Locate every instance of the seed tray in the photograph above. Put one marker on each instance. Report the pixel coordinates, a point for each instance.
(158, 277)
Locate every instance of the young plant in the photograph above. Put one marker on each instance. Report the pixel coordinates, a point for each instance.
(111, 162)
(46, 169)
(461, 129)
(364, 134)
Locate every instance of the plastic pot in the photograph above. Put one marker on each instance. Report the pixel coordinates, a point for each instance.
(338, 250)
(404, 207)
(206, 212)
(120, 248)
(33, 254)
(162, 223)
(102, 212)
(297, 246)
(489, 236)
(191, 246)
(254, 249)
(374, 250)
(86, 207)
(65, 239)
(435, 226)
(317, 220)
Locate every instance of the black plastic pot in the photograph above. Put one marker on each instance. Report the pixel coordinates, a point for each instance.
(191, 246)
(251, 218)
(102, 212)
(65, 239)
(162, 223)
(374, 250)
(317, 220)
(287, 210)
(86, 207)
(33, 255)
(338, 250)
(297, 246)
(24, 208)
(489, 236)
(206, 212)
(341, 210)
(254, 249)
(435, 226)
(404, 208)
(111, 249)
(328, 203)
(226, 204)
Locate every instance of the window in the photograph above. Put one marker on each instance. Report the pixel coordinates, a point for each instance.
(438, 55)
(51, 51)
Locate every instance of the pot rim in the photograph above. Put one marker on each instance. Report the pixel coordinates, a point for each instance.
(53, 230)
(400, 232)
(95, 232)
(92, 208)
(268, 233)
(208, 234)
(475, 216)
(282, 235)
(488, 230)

> _Brief_
What is wanted is the line containing "Locate every instance of the window" and every line after it through the last line of the entries, printed exactly.

> _Task result_
Locate every instance of the window in the photograph above. Put one marker on each instance. Report the pixel coordinates, a point for each instance.
(438, 55)
(51, 51)
Locate every instance of the pot rim in the photograph above. Put one marker on each instance. Report the pixel coordinates, a point for each instance.
(53, 230)
(400, 232)
(95, 232)
(92, 208)
(268, 233)
(208, 234)
(475, 216)
(282, 235)
(488, 230)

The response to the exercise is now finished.